> GIVEN TEXT
•••

Fraga makes court appearance in preparation for coming trial
WORTHINGTON -- After spending more than one year in jail since his initial arrest, Josue Fraga made an appearance in Nobles County District Court Tuesday in preparation for his jury trial, which is scheduled to begin April 28 and continue for up to three weeks.
Fraga was arrested March 26, 2008, several days after his 2-year-old niece Samantha was brought into the hospital unresponsive. According to a report from the medical examiner's office, the child died of traumatic head injuries and had multiple contusions of the extremities and the trunk of the body, traumatic injury of the external sex organs and rectum, peritonitis and a ruptured stomach.
Originally charged with two counts of second-degree murder, a grand jury in May 2008 indicted Fraga on first-degree murder, which was added to the other two charges.
On Tuesday, public defender Cecil Naatz argued several motions, including a change of venue.
"We believe in the interest of justice it would be best to have the trial someplace (where the case) is not as well known," Naatz said, adding that he had attached newspaper articles to the motion.

•••

> DATA
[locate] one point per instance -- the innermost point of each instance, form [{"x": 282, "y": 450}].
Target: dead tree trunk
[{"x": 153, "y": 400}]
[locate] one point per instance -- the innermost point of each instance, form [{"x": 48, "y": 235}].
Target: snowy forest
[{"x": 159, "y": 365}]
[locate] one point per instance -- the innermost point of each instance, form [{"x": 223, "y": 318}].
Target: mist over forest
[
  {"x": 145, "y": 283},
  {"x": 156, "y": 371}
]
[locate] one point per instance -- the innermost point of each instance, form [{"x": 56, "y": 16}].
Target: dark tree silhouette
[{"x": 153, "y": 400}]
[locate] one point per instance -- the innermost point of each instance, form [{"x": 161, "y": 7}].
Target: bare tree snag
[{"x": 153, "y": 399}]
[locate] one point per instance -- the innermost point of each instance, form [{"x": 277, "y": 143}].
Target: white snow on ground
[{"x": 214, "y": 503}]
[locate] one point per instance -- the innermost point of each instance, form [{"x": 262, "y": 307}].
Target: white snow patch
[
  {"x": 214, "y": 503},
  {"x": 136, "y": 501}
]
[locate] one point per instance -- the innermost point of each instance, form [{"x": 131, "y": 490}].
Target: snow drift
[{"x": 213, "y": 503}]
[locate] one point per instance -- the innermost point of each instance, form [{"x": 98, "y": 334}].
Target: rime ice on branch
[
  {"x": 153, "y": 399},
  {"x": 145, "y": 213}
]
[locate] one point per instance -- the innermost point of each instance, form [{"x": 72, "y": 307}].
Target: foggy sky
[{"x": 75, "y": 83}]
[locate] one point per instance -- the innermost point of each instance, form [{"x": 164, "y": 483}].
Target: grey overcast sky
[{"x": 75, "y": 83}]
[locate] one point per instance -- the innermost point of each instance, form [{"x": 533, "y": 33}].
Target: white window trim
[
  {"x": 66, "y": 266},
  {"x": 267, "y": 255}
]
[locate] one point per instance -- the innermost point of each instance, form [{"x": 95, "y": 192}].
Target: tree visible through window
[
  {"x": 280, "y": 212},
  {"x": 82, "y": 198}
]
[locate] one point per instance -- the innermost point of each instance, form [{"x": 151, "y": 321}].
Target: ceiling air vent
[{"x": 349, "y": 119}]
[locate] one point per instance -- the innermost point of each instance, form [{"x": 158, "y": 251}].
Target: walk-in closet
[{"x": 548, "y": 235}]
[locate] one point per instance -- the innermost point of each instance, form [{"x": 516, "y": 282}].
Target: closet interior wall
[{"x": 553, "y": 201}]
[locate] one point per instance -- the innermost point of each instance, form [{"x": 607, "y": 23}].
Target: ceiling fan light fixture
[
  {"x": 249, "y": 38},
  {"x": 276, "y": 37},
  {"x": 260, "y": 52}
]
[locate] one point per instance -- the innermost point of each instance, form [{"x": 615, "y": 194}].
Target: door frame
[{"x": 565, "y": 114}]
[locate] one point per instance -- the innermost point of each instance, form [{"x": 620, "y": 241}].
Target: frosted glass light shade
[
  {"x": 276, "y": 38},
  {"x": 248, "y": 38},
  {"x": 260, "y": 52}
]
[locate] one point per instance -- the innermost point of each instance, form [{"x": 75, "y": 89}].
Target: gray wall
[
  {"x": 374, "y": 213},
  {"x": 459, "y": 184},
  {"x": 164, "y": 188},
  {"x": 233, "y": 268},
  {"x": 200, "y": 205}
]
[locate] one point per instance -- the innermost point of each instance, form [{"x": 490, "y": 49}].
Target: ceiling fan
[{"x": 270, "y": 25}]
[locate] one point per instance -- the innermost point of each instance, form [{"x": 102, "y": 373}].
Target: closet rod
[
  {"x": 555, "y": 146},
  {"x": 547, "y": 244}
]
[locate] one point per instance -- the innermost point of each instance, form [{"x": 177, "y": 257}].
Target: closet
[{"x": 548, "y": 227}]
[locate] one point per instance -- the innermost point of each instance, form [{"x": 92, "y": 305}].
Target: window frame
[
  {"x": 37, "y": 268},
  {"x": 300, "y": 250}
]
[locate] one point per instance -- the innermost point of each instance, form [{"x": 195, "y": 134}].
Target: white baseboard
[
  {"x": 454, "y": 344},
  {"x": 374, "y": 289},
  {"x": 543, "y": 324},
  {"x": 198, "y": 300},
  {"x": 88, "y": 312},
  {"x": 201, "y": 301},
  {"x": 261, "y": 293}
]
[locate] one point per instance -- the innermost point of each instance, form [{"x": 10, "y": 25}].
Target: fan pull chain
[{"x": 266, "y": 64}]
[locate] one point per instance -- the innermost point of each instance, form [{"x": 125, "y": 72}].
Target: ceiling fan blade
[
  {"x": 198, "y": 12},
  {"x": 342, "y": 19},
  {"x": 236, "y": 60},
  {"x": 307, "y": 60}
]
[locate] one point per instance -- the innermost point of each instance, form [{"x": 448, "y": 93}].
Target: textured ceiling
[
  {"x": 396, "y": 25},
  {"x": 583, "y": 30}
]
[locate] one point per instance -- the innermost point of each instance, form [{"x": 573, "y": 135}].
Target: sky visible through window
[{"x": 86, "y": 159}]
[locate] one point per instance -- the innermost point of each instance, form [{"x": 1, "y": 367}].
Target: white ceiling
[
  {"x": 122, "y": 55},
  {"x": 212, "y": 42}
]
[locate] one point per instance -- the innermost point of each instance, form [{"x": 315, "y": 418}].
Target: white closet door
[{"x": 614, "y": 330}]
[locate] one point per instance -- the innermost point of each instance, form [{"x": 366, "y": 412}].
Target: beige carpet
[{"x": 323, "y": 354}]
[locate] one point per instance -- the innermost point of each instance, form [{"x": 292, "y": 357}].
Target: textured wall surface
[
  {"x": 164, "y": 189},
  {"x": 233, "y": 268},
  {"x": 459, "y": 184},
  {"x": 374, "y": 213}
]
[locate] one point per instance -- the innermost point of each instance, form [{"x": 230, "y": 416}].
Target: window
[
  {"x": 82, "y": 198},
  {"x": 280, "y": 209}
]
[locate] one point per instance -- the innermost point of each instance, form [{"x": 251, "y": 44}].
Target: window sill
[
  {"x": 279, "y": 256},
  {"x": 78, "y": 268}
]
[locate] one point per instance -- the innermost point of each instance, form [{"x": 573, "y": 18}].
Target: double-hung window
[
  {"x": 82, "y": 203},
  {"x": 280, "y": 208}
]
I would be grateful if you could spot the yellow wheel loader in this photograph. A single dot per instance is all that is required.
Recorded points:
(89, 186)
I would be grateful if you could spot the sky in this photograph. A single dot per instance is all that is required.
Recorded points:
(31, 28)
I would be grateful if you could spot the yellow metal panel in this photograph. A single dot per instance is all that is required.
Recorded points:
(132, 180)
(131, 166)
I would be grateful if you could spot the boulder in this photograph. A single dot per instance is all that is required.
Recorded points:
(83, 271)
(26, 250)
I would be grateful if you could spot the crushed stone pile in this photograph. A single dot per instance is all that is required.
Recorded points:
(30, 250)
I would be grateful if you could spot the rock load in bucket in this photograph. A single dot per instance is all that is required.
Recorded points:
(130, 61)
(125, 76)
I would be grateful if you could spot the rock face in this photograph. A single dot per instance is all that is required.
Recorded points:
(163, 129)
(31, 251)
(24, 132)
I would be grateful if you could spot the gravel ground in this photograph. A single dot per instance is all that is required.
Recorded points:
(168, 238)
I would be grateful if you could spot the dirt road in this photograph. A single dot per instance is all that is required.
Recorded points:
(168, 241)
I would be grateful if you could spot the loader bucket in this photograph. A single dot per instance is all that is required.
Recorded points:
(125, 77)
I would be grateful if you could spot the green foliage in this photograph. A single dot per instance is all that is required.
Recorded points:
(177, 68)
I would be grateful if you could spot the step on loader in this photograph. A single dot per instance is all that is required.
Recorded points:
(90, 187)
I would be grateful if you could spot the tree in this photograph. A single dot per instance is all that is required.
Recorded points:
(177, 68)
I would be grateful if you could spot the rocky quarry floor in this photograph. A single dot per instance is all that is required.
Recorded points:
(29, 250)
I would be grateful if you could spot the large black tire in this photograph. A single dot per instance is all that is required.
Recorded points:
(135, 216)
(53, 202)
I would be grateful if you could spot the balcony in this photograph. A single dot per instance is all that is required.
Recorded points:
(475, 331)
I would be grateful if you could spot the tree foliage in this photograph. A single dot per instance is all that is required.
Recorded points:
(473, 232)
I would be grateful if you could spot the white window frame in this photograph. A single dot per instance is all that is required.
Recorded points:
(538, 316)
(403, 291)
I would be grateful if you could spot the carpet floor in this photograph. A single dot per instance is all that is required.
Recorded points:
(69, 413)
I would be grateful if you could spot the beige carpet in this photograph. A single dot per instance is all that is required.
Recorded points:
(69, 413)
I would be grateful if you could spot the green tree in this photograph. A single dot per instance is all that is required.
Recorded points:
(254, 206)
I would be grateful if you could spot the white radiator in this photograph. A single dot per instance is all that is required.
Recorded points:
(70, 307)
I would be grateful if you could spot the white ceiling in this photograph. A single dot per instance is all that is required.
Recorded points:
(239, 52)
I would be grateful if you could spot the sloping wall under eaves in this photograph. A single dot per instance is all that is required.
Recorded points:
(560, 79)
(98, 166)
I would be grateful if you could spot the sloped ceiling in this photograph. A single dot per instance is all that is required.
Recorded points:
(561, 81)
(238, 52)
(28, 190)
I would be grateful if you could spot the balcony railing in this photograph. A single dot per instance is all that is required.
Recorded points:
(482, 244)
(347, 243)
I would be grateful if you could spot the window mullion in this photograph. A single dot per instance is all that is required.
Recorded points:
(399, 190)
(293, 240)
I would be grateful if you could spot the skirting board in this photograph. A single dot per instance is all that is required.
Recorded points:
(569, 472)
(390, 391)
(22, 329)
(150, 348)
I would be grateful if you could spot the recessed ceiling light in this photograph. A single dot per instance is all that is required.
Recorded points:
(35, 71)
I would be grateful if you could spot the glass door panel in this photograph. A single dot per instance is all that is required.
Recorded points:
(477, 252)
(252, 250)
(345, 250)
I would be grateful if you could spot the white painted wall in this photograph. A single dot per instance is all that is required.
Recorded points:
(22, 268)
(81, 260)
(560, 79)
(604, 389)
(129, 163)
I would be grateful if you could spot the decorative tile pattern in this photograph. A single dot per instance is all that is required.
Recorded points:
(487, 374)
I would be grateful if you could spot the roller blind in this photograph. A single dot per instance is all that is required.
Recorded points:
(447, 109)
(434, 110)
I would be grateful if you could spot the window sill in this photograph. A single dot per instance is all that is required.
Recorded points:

•••

> EXERCISES
[a] Decide whether each statement agrees with the article on the Fraga court appearance. Answer yes or no for each, and quote the article's deciding words. (i) Fraga's jury trial is scheduled to begin April 28. (ii) Fraga was first charged with first-degree murder. (iii) Naatz attached newspaper articles to the motion.
[b] Recast the paragraph beginning "Fraga was arrested March 26, 2008" from the article on the Fraga court appearance as a bulleted list. Keep its main facts.
[c] Continue the article on the Fraga court appearance, starting after its last sentence.
The listing above is separate material and has no connection to the article on the Fraga court appearance.

> TASK ANSWERS
[a]
(i) Yes: "which is scheduled to begin April 28 and continue for up to three weeks"
(ii) No: "Originally charged with two counts of second-degree murder"
(iii) Yes: "adding that he had attached newspaper articles to the motion"

[b]
- Fraga was arrested March 26, 2008.
- The arrest came several days after his 2-year-old niece, Samantha, was brought into the hospital unresponsive.
- According to the medical examiner's office, the child died of traumatic head injuries.
- She also had:
  - multiple contusions of the extremities and trunk
  - traumatic injury of the external sex organs and rectum
  - peritonitis
  - a ruptured stomach

[c]
Minnesota Assistant Attorney General Bill Klumpp told Judge Timothy Connell he would file a written response, but argued his case in court also.
"The news articles have contained factual statements from the criminal complaint or matters argued in court," Klumpp said. "The arrest was over a year ago, and the defendant was not born and raised in the area ... he is not as well known as someone who grew up here."
Klumpp said if it appeared from the results of the jury questionnaire that a fair and impartial jury could not be found in Nobles County, then the case could be moved to another venue.
Naatz also asked that the welfare files on the children in Fraga's household be reviewed to determine whether evidence of prior abuse was found when the Fragas took in his brother's two children.
Another motion argued was the admissibility of a statement made by one of Fraga's own children.
Both Naatz and Klumpp argued their points, which the judge will decide upon at a later date.
Klumpp mentioned that Fraga had pointed a finger of accusation at Samantha's 3-year-old brother, yet a statement by the medical examiner said a child of that size was not capable of causing the harm Samantha suffered. The medical examiner's statement effectively eliminates Fraga's defense, Klumpp said.
Naatz took offense to the comment, stating Fraga never tried to blame the 3-year-old, but had merely explained to authorities what he saw.
Connell will make decisions on each of the arguments presented Tuesday before the trial is set to begin.
Witness lists from both the prosecution and the defense have been filed, as have a list of questions for the jury questionnaire.